The application of our method to the ACE data also demonstrates that combining family and unrelated data has an advantage over the method of using family data only. However, the type I error based on the 269 microsatellite markers is slightly high, although it is within the 95% confidence interval for a true 5% value. In general, a large number of markers are necessary to well control the effect of population stratification.

Our method can be easily applied to the association analysis of quantitative traits. However, a more powerful way may be based on using a multivariate regression framework in which a quantitative trait is assumed to be multivariate normally distributed. Although our method can be theoretically extended in an obvious manner to the analysis of large pedigrees, there are then many more familial correlations to be estimated and those based on pair types that are infrequent in the data set will not be accurately estimated. One possibility is to assume that all the familial correlations are simple functions of a single parameter, such as heritability.^{44} This idea was later extended to include the estimation of three more parameters (variance components that allow for extra sibling, marital, and/or nuclear family correlations),^{45} and this is implemented in ASSOC, part of the program package S.A.G.E. If the necessary markers are available, our method of using principal components to summarize the genetic data for inferring population structure from unrelated samples to family samples provides a way of making the association analysis implemented in ASSOC robust to stratification with more power than is afforded by the use of a transmitted allele indicator,^{26} which yields a TDT type of analysis. The use of the principal components calculated from marker genotype data has already been established for unrelated samples.^{6,11,12} The principal component analysis assumes that the samples are independent and calculating principal components will result in bias if applied naively to data with lager family sizes. Thus, we propose to calculate the principal components for the children through the eigenvectors calculated from the *independent* samples in the available data. We made the assumption that the axes of the principal components can be well represented by just the independent samples in the data. This is a reasonable assumption when the parental genotype data are available, because the children carry half of both parental genomes. When parental DNA is not available, we can randomly choose one of the siblings for the principal component analysis. This should not be a major impediment, provided that the average proportion from each ancestral population in the sample is not too small,^{46} so that the SNPs from each ancestral population are well represented.

Excerpted data

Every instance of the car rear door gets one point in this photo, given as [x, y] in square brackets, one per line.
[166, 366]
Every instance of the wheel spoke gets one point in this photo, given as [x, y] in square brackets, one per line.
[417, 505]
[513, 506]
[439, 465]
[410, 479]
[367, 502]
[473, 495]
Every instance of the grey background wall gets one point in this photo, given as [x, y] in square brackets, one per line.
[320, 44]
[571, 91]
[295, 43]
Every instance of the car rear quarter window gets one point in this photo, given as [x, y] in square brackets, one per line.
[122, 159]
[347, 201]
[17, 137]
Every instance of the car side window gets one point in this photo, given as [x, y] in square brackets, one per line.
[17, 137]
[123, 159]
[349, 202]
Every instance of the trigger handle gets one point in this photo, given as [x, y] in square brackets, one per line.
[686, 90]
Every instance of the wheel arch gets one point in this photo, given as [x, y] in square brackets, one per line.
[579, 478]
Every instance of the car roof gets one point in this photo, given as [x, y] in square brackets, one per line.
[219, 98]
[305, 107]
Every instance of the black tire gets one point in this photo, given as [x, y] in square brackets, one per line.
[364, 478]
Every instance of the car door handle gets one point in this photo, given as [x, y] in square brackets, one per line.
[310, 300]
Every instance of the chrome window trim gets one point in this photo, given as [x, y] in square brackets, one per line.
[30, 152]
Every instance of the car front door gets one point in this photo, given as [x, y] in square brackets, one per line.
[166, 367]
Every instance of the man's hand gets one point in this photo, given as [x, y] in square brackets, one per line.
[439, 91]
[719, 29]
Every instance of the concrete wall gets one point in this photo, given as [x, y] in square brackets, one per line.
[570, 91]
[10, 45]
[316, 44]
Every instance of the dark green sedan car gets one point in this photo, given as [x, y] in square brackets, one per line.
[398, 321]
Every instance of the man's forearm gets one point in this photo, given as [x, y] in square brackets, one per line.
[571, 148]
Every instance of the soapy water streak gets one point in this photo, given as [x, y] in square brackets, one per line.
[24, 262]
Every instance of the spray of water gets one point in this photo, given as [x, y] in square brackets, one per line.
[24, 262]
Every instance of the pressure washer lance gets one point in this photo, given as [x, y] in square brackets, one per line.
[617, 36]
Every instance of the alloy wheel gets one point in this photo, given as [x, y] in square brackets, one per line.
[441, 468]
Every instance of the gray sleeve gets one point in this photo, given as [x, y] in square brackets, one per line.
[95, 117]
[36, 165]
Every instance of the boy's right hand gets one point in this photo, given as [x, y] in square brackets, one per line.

About this exercise
In the passage on family-based association analysis, which program package includes ASSOC?

Finished exercise
S.A.G.E.